[Start of Attachment]

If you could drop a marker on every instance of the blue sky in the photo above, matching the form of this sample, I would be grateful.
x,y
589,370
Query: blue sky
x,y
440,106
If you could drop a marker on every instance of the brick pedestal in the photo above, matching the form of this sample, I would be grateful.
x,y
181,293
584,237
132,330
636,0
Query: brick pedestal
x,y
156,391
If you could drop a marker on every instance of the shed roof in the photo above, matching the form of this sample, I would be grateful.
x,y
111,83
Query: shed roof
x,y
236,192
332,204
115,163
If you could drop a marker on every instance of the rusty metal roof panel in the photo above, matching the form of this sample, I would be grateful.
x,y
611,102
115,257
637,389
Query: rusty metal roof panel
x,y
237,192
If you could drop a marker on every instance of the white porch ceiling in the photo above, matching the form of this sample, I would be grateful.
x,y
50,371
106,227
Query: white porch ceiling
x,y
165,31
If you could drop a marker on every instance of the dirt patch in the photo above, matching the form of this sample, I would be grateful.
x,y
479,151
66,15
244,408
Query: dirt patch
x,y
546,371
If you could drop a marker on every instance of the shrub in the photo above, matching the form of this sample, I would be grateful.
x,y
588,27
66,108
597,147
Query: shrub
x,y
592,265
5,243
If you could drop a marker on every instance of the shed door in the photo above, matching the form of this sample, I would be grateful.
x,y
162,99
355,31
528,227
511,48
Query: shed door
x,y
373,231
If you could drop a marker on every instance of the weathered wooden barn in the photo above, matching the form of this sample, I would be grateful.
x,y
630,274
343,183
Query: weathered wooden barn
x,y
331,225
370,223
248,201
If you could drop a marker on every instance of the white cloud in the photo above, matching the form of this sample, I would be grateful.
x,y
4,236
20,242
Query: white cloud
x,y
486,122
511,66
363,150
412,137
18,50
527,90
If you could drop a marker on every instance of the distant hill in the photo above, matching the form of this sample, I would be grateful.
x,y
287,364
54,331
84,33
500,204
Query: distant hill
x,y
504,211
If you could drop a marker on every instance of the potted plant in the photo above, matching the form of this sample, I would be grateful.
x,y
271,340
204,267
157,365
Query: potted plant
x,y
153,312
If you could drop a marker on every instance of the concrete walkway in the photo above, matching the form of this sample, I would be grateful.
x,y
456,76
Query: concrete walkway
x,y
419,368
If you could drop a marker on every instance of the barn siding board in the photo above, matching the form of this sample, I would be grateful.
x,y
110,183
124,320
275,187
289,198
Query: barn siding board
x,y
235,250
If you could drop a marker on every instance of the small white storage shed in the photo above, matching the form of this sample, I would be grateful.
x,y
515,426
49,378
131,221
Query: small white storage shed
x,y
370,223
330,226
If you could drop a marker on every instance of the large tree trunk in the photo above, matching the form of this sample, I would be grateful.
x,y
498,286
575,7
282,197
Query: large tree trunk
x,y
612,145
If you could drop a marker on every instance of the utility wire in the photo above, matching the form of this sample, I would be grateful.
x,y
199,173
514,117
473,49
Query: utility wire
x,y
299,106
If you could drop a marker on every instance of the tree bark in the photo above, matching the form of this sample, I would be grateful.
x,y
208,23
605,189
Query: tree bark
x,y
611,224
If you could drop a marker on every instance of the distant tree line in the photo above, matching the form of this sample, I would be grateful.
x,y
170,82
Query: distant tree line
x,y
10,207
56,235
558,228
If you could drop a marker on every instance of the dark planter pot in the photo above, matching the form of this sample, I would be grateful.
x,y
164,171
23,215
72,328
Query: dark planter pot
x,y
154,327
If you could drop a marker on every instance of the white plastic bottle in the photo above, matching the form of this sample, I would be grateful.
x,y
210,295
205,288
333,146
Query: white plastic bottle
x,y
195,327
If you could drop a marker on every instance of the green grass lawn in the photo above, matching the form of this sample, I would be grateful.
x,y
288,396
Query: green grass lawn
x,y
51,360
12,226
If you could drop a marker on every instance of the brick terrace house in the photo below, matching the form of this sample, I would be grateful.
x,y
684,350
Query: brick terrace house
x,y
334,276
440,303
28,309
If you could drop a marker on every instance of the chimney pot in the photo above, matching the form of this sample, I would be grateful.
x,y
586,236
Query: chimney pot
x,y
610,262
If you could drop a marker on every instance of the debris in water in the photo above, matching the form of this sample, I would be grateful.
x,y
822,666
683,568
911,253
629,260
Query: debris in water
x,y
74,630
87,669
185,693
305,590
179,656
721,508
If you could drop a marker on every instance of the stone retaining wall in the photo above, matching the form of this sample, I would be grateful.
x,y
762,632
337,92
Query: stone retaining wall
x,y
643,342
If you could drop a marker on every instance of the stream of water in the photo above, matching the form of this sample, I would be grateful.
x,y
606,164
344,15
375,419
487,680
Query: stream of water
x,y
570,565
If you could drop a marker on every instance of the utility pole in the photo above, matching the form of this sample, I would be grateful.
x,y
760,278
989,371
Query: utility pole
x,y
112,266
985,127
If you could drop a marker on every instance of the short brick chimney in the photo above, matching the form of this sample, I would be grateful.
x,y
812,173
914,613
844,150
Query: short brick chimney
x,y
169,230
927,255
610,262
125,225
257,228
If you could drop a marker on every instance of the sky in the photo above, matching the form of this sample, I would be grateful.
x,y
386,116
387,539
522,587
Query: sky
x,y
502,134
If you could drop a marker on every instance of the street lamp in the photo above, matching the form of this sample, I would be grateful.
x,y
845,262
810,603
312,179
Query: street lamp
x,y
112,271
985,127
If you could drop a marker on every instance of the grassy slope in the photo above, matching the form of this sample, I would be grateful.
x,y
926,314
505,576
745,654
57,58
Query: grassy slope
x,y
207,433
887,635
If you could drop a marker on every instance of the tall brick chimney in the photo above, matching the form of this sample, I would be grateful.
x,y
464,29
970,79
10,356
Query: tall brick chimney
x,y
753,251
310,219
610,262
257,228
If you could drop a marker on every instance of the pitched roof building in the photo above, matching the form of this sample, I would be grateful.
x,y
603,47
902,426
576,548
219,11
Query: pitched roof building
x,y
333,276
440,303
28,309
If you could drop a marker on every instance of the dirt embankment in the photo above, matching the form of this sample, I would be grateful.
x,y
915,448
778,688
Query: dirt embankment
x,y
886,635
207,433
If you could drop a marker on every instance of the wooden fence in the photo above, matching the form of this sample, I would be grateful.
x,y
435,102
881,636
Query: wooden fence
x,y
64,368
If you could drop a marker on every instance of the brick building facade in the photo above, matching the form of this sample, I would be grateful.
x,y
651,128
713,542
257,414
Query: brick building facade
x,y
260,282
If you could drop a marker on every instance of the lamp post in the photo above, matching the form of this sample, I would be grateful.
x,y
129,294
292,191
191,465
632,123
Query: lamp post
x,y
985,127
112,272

[End of Attachment]

Copy the line containing "of the pitched" exactly. Then copy every line after it through the end of the listing, and nothing more.

If you could drop a marker on every instance of the pitched roof building in the photo above, matching the form of this sample, I would be grateful.
x,y
603,47
902,426
576,548
219,11
Query: pitched roof building
x,y
333,276
440,303
28,309
If you could drop a marker on every instance of the dirt embankment in the photo above, matching the form of this sample, I would be grateful.
x,y
915,448
778,688
Query: dirt embankment
x,y
886,635
207,433
If you could drop a marker on every instance of the wooden fence in the photo above, matching the form of this sample, I would be grateful.
x,y
435,102
881,636
Query: wooden fence
x,y
64,368
If you could drop a marker on every instance of the brick building facade in the photo above, matching the form of this sample, I would be grateful.
x,y
651,128
713,542
257,414
Query: brick building facade
x,y
260,282
If you could drop a marker on every instance of the lamp post in the photo above, matching the form of this sample, I would be grateful.
x,y
129,294
292,191
191,465
632,123
Query: lamp post
x,y
985,127
112,272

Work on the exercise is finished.